━━ RECORD EXTRACTS
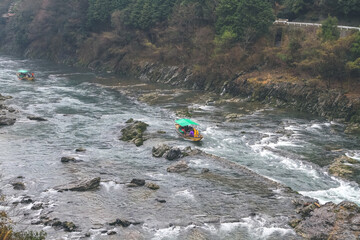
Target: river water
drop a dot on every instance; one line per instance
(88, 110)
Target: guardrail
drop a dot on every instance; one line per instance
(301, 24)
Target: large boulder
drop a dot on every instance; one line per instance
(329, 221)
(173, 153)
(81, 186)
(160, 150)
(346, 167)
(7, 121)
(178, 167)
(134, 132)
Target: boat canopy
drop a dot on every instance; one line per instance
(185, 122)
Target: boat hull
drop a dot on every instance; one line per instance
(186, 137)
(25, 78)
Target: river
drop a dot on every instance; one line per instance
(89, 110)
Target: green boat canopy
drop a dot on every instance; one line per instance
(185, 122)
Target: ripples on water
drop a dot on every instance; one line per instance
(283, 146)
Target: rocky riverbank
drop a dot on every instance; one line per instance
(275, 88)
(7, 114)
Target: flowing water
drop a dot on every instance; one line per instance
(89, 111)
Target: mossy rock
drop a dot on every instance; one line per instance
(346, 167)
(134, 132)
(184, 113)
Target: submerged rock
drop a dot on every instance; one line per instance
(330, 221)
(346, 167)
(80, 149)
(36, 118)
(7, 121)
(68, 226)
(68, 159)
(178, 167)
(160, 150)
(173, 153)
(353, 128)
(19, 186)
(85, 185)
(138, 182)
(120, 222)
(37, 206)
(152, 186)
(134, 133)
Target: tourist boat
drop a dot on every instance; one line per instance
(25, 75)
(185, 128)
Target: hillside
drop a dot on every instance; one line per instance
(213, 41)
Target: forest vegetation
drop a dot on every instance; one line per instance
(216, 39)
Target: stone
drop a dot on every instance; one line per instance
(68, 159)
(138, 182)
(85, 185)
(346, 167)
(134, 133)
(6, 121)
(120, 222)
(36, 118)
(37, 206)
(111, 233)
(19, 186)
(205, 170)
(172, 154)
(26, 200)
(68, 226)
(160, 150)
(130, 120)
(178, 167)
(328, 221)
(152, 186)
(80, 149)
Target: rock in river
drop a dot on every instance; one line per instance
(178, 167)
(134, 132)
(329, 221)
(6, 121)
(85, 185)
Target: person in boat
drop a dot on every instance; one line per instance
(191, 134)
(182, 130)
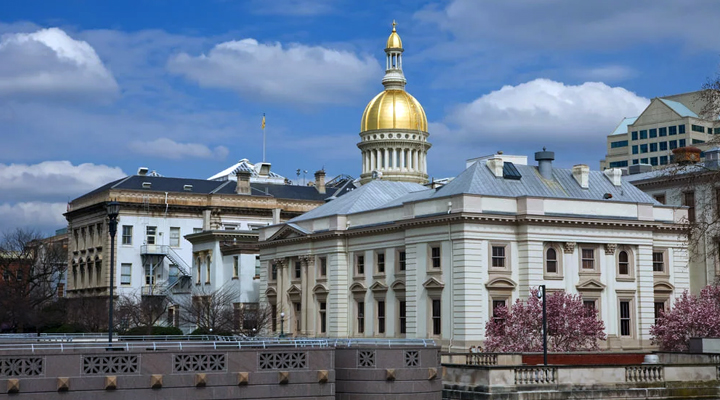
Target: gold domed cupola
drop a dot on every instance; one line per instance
━━━━
━━ RECORD EXTRACTS
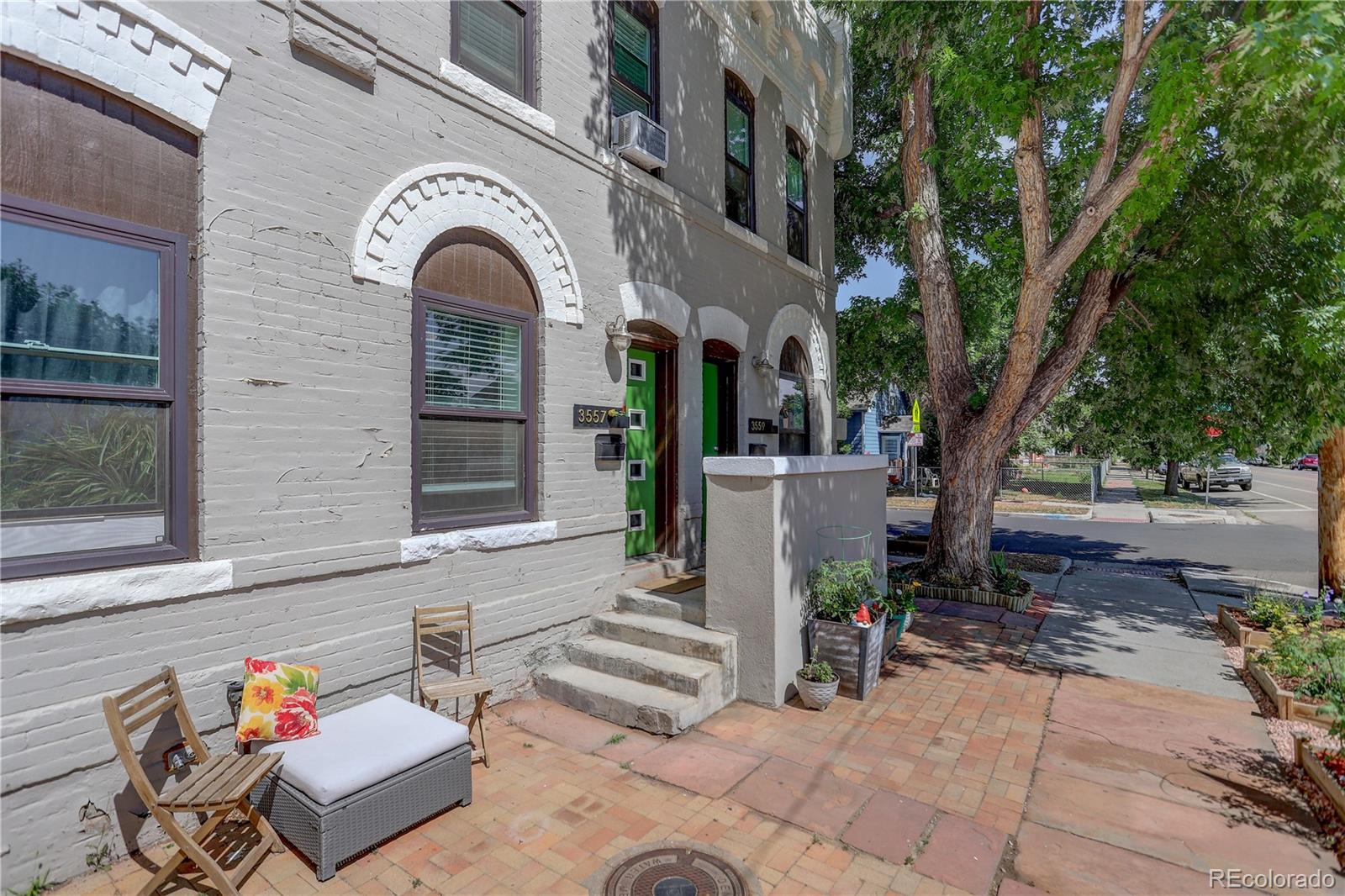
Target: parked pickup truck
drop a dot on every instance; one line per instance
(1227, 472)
━━━━
## EXERCISE DESCRIPTION
Return each line in the records above that contains the word "boat".

## FINAL RESULT
Target: boat canopy
Target: boat hull
Target: green boat canopy
Target: tourist boat
Target: person in boat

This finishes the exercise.